[TASK DETAILS]
Rewrite the listing below, replacing "Annotate the category" with "Mark the category" everywhere and changing nothing else. Omit the pictures from your answer.

** START **

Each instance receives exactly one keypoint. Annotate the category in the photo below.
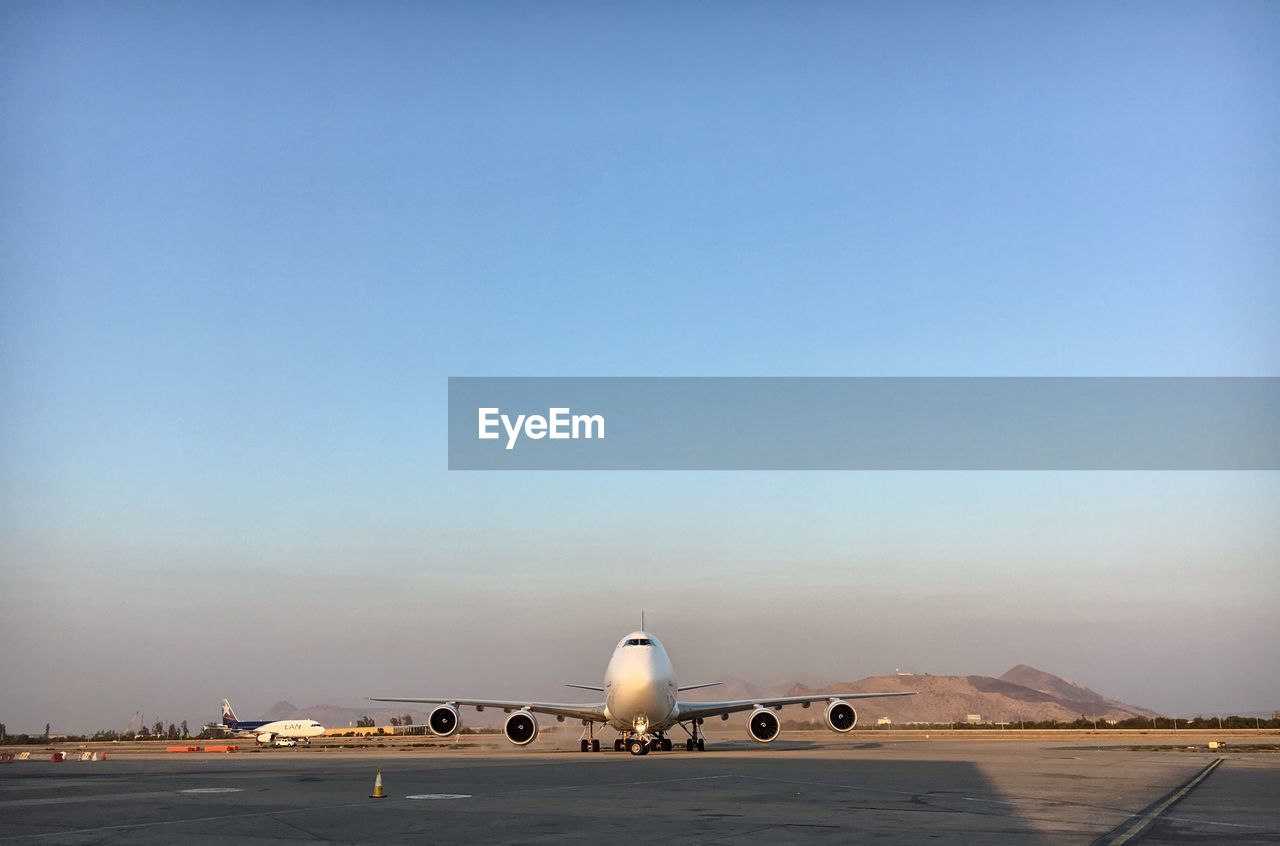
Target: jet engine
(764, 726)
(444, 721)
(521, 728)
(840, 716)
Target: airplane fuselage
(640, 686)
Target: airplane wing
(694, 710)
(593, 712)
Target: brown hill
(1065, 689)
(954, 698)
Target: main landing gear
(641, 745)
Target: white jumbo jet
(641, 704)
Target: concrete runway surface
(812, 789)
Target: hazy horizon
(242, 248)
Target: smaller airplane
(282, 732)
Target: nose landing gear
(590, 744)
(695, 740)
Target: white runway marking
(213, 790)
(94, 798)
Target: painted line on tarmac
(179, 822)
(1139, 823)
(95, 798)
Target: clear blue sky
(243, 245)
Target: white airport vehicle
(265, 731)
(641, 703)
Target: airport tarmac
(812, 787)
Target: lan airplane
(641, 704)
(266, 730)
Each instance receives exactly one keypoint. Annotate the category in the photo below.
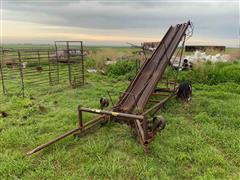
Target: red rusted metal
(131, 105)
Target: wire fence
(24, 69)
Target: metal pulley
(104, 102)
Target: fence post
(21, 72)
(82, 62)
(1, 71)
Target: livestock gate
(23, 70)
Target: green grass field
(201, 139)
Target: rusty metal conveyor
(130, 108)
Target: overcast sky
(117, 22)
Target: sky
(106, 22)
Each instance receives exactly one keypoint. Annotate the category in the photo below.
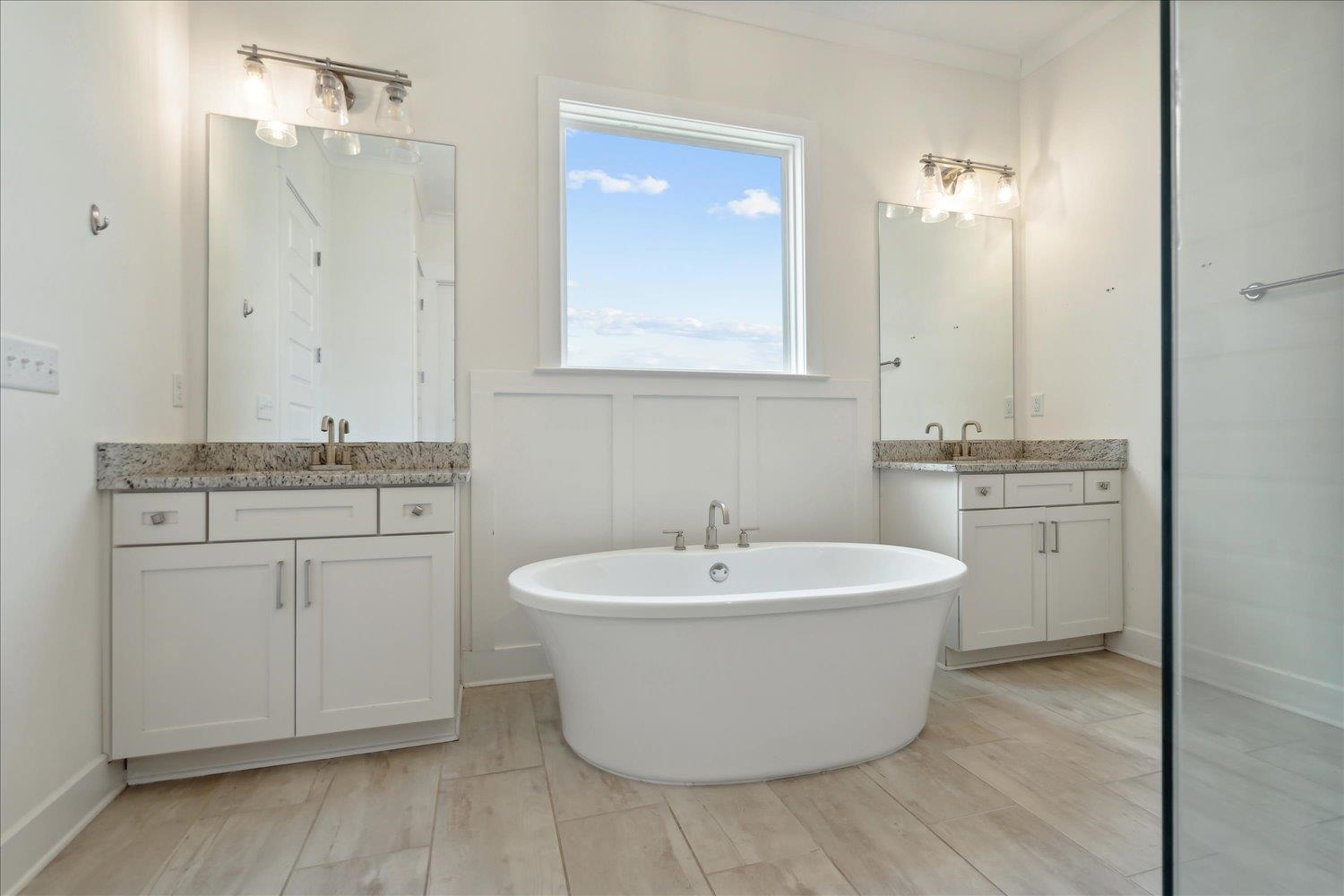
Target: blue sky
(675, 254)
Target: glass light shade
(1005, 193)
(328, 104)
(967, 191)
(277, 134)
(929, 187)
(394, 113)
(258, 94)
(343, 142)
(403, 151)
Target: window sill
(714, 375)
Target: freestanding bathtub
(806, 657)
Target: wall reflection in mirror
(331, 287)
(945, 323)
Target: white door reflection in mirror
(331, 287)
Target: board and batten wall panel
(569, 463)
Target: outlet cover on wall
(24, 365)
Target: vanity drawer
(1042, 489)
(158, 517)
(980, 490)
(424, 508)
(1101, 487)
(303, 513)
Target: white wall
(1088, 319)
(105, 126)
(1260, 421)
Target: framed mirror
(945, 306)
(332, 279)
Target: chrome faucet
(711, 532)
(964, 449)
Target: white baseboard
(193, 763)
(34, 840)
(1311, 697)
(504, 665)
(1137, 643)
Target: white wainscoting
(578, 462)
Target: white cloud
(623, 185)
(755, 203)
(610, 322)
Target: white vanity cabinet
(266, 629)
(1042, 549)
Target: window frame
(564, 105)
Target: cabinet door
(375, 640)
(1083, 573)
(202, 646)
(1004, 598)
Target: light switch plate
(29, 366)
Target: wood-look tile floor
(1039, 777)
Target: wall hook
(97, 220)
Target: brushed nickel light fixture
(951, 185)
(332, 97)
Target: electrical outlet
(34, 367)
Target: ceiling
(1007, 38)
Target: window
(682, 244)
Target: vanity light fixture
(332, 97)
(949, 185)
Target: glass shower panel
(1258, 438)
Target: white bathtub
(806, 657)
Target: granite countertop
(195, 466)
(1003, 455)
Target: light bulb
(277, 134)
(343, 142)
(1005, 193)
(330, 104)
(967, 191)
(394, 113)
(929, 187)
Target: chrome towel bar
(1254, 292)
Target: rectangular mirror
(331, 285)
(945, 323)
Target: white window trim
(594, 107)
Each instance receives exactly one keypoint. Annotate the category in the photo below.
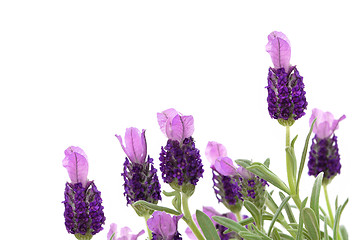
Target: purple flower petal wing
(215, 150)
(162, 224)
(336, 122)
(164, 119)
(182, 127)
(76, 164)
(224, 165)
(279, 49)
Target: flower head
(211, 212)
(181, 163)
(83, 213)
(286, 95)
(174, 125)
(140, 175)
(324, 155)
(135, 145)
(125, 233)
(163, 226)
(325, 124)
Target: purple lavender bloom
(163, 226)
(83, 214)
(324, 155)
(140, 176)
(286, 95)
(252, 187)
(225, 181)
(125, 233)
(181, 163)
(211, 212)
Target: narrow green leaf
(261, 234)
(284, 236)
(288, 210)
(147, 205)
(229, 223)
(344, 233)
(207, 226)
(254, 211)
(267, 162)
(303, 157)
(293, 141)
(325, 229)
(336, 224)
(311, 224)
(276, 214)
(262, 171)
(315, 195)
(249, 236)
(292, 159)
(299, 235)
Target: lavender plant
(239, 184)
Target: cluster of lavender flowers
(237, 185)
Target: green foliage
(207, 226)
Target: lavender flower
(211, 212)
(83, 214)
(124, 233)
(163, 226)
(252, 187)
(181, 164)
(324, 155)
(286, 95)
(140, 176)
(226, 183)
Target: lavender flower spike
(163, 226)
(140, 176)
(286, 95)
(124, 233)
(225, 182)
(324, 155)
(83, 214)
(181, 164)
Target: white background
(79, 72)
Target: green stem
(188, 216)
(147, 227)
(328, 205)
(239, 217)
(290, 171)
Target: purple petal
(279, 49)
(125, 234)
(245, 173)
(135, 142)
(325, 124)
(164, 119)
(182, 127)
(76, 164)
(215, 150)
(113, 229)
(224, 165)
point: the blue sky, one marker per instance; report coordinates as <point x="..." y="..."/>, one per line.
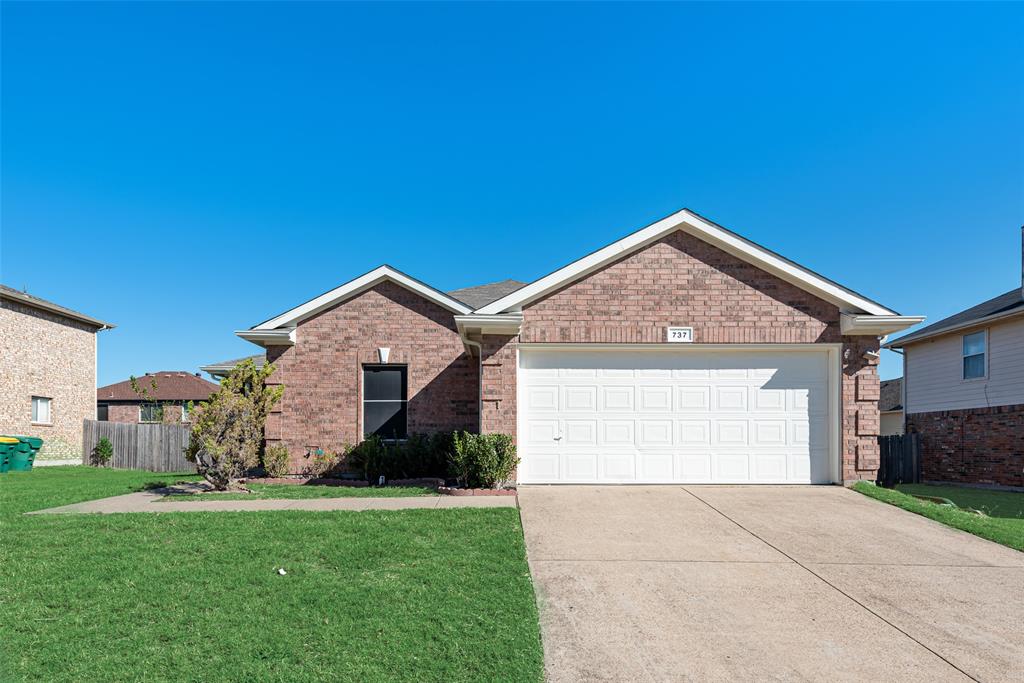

** END **

[TASK SOLUTION]
Each instance receives exactly one keypoint. Mark the category in the photo below.
Target: jet engine
(764, 726)
(444, 721)
(521, 728)
(840, 716)
Target: airplane fuselage
(640, 686)
Target: airplane wing
(694, 710)
(593, 712)
Target: brown hill
(1065, 689)
(954, 698)
Target: main landing gear
(641, 745)
Target: white jumbo jet
(641, 704)
Target: concrete runway surface
(812, 789)
Target: hazy horizon
(242, 248)
Target: smaller airplane
(282, 732)
Target: nose landing gear
(590, 744)
(695, 740)
Target: white runway marking
(213, 790)
(94, 798)
Target: painted line on tarmac
(179, 822)
(1139, 823)
(95, 798)
Target: clear blue sky
(243, 245)
Target: white airport vehicle
(265, 731)
(641, 703)
Target: airport tarmac
(812, 787)
Target: lan airplane
(641, 704)
(266, 730)
Each instance receives exactly one keypoint. Mark the category in the photo below.
Target: red rusted metal
(131, 105)
Target: wire fence
(24, 69)
Target: metal pulley
(104, 102)
Target: fence post
(21, 72)
(82, 62)
(1, 71)
Target: livestock gate
(23, 70)
Target: green grass field
(201, 139)
Target: rusty metal conveyor
(130, 108)
Target: overcast sky
(117, 22)
Target: sky
(106, 22)
Each instance receives exactly one keypoint. Mark the category in the photo below.
Target: blue sky
(675, 254)
Target: glass light shade
(1005, 193)
(328, 104)
(967, 191)
(277, 134)
(929, 187)
(394, 113)
(258, 94)
(343, 142)
(403, 151)
Target: window sill
(714, 375)
Target: freestanding bathtub
(806, 657)
Target: wall reflection in mirror
(331, 287)
(945, 323)
Target: white door reflection in mirror
(331, 287)
Target: board and batten wall panel
(569, 463)
Target: outlet cover on wall
(24, 365)
Target: vanity drawer
(1042, 489)
(158, 517)
(980, 490)
(424, 508)
(1101, 487)
(303, 513)
Target: white wall
(1088, 319)
(105, 126)
(1260, 421)
Target: framed mirror
(945, 306)
(332, 279)
Target: chrome faucet
(711, 532)
(964, 449)
Target: white baseboard
(193, 763)
(34, 840)
(1311, 697)
(504, 665)
(1137, 643)
Target: white wainscoting
(578, 462)
Target: white cloud
(623, 185)
(755, 203)
(610, 322)
Target: white vanity cabinet
(266, 629)
(1042, 549)
Target: window frame
(564, 105)
Target: cabinet door
(375, 640)
(1083, 573)
(202, 646)
(1004, 598)
Target: light switch plate
(29, 366)
Target: wood-look tile floor
(1039, 777)
Target: wall hook
(97, 220)
Target: brushed nickel light fixture
(951, 185)
(332, 97)
Target: electrical outlet
(34, 367)
Target: ceiling
(1007, 38)
Target: window
(682, 244)
Target: vanity light fixture
(332, 97)
(949, 185)
Target: glass shower panel
(1258, 438)
Target: white bathtub
(806, 657)
Target: granite countertop
(195, 466)
(1003, 455)
Target: light bulb
(277, 134)
(343, 142)
(1005, 193)
(330, 104)
(967, 191)
(394, 113)
(929, 187)
Target: chrome towel bar
(1254, 292)
Target: rectangular mirror
(331, 285)
(945, 323)
Target: white window trim
(594, 107)
Each instance receives exactly one keypoint. Mark the category in the photo below.
Target: purple flower petal wing
(215, 150)
(162, 224)
(336, 122)
(164, 119)
(182, 127)
(76, 164)
(224, 165)
(279, 49)
Target: flower head
(211, 212)
(181, 163)
(83, 213)
(286, 95)
(174, 125)
(140, 175)
(324, 155)
(135, 145)
(125, 233)
(163, 226)
(325, 124)
Target: purple lavender bloom
(163, 226)
(83, 214)
(324, 155)
(140, 176)
(286, 95)
(252, 187)
(225, 181)
(125, 233)
(181, 163)
(211, 212)
Target: narrow green leaf
(261, 234)
(284, 236)
(288, 210)
(147, 205)
(229, 223)
(344, 233)
(207, 226)
(254, 211)
(267, 162)
(303, 157)
(293, 141)
(325, 229)
(336, 224)
(311, 224)
(276, 214)
(262, 171)
(315, 195)
(249, 236)
(292, 159)
(299, 235)
Target: lavender plant
(239, 184)
Target: cluster of lavender flowers
(237, 185)
Target: green foliage
(207, 226)
Target: lavender flower
(211, 212)
(83, 214)
(124, 233)
(163, 226)
(252, 187)
(181, 164)
(324, 155)
(286, 95)
(140, 176)
(226, 183)
Target: lavender flower spike
(163, 226)
(140, 176)
(286, 95)
(124, 233)
(225, 182)
(324, 155)
(83, 214)
(181, 164)
Target: white background
(79, 72)
Target: green stem
(188, 216)
(147, 227)
(328, 205)
(239, 217)
(290, 171)
Target: purple petal
(279, 49)
(125, 234)
(245, 173)
(135, 142)
(325, 124)
(164, 119)
(182, 127)
(76, 164)
(215, 150)
(113, 229)
(224, 165)
point: the blue sky, one marker per instance; report coordinates as <point x="..." y="..."/>, one per line.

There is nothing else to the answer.